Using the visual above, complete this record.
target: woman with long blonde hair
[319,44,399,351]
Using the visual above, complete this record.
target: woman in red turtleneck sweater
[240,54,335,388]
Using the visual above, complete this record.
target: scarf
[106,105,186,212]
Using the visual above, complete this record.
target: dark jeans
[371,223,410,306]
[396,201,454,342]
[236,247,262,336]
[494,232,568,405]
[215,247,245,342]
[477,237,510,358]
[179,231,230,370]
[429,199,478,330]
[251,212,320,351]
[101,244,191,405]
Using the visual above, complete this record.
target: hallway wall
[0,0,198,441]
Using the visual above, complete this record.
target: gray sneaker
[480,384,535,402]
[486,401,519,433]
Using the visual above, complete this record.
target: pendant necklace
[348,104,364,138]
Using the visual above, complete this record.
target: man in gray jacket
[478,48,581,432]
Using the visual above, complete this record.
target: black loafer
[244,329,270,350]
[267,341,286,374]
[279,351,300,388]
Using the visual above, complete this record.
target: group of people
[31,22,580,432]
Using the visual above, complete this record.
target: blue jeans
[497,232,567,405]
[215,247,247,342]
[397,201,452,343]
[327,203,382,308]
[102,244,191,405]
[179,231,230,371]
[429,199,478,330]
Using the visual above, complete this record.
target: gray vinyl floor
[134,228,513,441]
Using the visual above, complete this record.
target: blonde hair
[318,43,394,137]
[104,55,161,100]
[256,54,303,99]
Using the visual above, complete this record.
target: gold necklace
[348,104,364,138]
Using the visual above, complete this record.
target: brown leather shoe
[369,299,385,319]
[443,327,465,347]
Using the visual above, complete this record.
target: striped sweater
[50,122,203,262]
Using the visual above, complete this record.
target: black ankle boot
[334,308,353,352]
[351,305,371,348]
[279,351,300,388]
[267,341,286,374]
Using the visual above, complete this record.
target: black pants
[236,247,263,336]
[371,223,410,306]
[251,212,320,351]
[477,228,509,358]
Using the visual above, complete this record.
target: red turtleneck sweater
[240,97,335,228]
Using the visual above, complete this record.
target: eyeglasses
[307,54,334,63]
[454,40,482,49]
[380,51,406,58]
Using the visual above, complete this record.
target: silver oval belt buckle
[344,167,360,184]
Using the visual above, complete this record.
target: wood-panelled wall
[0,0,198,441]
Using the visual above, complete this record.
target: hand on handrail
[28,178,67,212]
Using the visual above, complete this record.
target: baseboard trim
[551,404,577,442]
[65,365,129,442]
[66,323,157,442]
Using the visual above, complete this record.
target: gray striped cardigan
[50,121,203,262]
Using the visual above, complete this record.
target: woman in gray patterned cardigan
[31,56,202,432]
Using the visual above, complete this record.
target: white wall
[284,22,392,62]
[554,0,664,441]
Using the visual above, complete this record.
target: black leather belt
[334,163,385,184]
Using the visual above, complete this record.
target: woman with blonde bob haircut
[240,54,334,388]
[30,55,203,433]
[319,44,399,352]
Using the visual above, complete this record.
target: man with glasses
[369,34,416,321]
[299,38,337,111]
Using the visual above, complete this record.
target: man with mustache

○ ○ ○ ○

### [AIM OF THE EXERCISE]
Reproduce only the stretch of the listing above from its start through the line containing "[443,327,465,347]", including that line and every request line, and shift each bounding-box coordinate up by 49.

### [FULL ANSWER]
Using the visual above, complete this record.
target: woman with long blonde hair
[368,93,448,400]
Using the visual above, complete this record.
target: woman in red turtleneck sweater
[289,103,384,437]
Using the visual above, complete this record.
target: scarf
[155,154,235,261]
Using the visual above, complete this record.
target: dark jeans
[420,272,459,355]
[445,250,503,391]
[285,296,311,385]
[543,281,617,454]
[264,296,294,391]
[526,286,559,407]
[228,280,279,419]
[478,248,527,379]
[300,261,369,400]
[150,293,240,454]
Using the visual above, complete this record.
target: hallway wall
[49,49,247,490]
Using the visual above, complete this record.
target: gray sneaker
[529,433,584,451]
[535,450,568,482]
Using the visual above, complete this record.
target: pendant necklace
[397,153,413,187]
Using the visual above, complete this record.
target: man in gray jacket
[527,97,630,481]
Using the visual above, complete this record.
target: black loafer
[293,378,319,399]
[316,390,335,423]
[328,400,349,437]
Using the visual above, complete this record.
target: group of people
[80,71,629,481]
Using the visual above, complete this record.
target: blue jeans
[546,281,616,454]
[264,296,296,391]
[446,250,501,392]
[376,252,431,357]
[151,293,240,454]
[228,280,279,420]
[478,248,527,379]
Using the visual above, complete this record.
target: gray vinyl floor
[183,277,562,490]
Using the visual above, complete this record.
target: blonde hair
[367,92,443,186]
[153,104,210,149]
[305,103,352,148]
Using the visual above, complete this record.
target: gold necklace
[397,153,413,187]
Using the visual above, complete this record.
target: brown leather shoe
[418,348,434,368]
[492,376,514,396]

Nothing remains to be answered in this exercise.